## BRIEF
Exactly those lines that run from the one containing "of the gray" through the last line of the entries below should be printed, and no others.

Start of INPUT DATA

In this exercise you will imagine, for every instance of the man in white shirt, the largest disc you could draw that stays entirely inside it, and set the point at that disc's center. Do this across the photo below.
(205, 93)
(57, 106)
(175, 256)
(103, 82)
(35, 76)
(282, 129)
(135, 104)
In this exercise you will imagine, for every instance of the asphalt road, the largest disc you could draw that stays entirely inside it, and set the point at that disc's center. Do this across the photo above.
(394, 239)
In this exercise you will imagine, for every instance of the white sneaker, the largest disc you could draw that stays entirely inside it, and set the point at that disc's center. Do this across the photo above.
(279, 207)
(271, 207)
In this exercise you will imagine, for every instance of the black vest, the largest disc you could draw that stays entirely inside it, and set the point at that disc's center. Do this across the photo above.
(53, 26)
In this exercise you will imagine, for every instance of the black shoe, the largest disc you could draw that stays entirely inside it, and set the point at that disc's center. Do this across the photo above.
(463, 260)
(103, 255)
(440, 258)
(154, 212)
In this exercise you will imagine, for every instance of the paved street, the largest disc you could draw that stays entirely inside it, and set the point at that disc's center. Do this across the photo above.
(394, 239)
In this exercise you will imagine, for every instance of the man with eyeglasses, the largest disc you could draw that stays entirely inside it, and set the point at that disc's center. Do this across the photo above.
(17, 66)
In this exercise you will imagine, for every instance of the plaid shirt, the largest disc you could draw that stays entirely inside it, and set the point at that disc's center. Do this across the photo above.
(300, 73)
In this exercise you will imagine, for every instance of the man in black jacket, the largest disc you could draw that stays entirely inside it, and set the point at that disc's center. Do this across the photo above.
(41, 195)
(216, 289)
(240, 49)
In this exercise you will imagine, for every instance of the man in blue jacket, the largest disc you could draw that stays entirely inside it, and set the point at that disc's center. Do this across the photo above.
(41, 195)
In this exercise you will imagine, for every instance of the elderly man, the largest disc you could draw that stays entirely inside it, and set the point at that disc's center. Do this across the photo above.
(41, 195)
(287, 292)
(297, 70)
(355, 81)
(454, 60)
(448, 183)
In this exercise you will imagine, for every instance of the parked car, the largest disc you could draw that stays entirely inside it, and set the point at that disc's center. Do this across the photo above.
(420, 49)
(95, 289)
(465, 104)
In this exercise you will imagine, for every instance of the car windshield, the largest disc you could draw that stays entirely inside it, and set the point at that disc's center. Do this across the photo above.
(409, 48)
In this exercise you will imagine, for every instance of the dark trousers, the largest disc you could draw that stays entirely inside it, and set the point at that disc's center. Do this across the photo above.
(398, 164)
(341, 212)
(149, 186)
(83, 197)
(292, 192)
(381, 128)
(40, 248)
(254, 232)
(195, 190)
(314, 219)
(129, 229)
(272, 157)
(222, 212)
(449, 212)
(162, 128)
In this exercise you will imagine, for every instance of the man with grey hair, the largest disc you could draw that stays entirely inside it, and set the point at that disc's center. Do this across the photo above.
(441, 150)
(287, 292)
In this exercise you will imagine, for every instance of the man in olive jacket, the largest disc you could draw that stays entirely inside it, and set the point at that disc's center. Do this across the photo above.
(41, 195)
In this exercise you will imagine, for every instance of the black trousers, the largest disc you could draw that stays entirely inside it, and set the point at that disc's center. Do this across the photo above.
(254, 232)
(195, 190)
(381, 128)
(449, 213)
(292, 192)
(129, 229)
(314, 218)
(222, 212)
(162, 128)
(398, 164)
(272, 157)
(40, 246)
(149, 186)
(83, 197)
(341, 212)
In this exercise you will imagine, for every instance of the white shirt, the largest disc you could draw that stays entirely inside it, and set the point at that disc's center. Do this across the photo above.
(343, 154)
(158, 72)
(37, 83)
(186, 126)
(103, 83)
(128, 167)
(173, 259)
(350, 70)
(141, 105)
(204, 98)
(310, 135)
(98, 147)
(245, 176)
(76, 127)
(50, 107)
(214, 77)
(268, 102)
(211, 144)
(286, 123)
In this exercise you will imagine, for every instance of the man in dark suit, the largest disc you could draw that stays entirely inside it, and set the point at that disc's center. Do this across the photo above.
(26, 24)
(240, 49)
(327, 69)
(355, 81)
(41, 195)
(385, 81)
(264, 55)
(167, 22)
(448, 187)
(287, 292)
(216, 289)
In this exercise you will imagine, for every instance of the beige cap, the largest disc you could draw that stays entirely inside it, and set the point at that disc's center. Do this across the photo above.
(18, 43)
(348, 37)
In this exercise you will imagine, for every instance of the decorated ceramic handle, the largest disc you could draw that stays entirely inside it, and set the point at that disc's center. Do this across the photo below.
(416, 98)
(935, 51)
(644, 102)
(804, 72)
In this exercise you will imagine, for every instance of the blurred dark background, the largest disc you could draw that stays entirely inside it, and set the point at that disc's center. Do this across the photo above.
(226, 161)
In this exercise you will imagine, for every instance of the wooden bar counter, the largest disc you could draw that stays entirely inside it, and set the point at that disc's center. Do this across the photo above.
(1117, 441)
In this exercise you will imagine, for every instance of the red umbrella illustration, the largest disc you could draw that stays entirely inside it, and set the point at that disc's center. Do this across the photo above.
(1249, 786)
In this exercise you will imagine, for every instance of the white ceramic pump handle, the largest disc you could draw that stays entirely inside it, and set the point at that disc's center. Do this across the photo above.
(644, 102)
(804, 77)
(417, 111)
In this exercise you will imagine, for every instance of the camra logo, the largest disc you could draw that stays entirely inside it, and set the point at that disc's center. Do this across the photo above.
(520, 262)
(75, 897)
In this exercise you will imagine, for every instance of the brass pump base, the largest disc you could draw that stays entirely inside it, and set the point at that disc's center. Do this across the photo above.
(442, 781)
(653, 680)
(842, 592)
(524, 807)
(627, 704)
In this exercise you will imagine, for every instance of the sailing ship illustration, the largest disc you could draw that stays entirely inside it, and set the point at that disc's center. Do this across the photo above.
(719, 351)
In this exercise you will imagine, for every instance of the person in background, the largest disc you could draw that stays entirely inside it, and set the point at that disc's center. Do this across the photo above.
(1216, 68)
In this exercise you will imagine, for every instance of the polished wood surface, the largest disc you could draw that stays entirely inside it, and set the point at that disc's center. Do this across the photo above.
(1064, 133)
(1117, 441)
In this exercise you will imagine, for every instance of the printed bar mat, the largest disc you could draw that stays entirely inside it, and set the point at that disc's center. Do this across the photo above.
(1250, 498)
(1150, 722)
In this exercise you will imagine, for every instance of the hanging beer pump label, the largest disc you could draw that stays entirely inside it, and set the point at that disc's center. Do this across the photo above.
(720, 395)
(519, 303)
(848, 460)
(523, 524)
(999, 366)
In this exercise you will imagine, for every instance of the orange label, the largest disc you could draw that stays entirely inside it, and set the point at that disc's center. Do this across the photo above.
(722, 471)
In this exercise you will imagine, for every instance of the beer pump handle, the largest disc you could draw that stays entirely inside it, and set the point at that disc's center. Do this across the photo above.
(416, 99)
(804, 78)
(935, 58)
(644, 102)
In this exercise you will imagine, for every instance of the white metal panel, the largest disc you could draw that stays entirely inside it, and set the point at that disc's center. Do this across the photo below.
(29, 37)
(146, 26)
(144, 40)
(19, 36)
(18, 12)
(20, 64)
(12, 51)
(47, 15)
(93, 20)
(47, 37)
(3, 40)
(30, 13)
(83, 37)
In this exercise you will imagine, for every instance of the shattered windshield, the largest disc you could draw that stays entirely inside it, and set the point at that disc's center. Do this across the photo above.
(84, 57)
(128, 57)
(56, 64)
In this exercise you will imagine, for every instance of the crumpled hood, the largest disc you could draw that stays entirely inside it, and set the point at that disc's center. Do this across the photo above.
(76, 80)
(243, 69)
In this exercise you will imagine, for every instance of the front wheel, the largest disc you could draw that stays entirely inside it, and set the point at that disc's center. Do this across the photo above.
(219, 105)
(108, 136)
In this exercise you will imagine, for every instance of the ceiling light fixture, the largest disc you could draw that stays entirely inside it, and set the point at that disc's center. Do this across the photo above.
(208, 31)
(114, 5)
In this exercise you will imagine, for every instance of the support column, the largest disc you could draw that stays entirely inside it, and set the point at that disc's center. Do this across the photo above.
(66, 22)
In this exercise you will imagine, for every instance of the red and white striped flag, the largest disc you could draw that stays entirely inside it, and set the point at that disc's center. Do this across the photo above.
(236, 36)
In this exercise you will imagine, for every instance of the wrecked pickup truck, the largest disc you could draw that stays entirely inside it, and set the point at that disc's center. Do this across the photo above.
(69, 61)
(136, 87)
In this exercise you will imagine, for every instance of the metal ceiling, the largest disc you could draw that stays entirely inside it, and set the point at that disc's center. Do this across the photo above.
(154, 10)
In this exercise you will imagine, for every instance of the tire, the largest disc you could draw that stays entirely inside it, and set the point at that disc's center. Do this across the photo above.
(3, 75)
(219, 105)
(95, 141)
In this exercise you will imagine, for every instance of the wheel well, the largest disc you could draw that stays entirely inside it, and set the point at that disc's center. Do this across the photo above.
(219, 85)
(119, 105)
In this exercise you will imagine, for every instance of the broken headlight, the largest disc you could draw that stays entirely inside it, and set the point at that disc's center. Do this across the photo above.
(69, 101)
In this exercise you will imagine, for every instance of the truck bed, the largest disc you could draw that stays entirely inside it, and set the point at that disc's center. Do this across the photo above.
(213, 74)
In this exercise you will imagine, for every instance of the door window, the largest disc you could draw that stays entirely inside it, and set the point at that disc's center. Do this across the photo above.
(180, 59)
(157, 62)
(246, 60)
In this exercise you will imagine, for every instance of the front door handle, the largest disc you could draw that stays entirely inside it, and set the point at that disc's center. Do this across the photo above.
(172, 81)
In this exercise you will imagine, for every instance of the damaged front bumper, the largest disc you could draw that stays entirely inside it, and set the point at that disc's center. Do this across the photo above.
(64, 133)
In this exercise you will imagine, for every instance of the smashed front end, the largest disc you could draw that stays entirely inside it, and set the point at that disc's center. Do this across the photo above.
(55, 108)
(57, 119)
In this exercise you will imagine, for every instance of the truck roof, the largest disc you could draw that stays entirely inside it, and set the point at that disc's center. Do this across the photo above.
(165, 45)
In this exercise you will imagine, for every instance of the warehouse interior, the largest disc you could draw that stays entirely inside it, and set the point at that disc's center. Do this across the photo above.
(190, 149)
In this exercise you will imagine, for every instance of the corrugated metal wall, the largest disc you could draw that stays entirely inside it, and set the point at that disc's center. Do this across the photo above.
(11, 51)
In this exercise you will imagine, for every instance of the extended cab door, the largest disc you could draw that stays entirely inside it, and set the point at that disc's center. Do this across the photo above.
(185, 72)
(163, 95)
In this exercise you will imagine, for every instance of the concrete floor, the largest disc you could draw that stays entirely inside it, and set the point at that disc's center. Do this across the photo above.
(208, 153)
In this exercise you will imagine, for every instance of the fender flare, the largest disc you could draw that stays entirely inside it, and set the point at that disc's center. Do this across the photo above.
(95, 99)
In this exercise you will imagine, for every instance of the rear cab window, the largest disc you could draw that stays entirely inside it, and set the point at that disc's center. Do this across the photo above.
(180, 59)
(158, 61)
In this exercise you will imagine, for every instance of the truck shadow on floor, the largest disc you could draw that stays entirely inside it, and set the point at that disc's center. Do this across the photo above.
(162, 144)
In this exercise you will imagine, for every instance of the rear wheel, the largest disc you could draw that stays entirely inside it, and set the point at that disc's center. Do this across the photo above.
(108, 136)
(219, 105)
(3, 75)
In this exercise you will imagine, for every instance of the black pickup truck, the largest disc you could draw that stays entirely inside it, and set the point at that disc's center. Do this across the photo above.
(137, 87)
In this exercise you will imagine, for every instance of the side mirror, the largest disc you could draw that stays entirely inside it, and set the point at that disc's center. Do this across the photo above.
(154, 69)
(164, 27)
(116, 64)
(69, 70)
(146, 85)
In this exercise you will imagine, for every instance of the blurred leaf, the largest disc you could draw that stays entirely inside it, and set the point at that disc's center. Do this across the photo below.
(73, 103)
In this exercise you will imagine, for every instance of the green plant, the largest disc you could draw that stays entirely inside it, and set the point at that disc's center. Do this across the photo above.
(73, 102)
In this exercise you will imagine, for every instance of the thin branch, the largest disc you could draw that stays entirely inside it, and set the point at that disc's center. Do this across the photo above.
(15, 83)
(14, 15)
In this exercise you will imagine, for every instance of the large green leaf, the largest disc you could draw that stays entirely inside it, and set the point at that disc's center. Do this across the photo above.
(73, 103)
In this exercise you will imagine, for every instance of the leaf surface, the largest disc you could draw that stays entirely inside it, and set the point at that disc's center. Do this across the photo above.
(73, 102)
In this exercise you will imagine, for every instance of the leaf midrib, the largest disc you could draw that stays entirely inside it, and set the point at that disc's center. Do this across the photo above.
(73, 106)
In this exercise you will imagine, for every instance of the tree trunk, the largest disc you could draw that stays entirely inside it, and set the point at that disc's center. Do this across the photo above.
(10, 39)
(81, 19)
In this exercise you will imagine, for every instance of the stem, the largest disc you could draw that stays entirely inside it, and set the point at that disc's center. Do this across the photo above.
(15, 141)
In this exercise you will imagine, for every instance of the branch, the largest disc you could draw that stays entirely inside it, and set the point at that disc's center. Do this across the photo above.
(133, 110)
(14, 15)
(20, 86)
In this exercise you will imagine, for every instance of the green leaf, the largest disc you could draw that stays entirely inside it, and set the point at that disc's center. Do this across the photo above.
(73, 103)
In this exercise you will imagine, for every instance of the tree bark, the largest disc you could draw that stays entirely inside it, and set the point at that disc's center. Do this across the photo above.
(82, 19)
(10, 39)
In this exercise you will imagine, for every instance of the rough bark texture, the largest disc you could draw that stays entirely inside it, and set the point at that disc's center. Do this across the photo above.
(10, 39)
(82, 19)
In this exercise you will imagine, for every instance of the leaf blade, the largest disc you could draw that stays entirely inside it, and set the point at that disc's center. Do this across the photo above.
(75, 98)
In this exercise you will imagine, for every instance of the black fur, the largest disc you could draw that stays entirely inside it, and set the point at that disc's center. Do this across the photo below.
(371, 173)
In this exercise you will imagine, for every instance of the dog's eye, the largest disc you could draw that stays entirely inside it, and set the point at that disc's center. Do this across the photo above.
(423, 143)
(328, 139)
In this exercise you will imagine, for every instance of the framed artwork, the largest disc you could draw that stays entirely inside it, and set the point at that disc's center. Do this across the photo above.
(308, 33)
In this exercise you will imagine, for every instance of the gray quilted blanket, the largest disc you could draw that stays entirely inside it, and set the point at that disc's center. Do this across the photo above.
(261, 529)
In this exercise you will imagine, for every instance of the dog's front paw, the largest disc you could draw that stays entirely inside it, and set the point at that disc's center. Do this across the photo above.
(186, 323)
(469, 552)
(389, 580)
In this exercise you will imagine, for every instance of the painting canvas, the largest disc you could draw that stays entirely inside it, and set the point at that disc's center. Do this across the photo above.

End of INPUT DATA

## ANSWER SPACE
In this exercise you will imagine, for every instance of the gray quilted blanket, the largest disc you could draw that stays entirely inside it, and set the point at that disc's center. Do this across the photo above.
(261, 529)
In this exercise you will imagine, for every instance of the dog's front paw, the largest disc you could draw that stays entirely inside it, and set the point at that disc's center. Do this across the photo above.
(186, 323)
(469, 552)
(389, 580)
In this exercise you will imagine, for every instance of the painting canvas, the largest disc you could draw that stays entirely inside it, and set the point at that disc's center. Do this across the photo above.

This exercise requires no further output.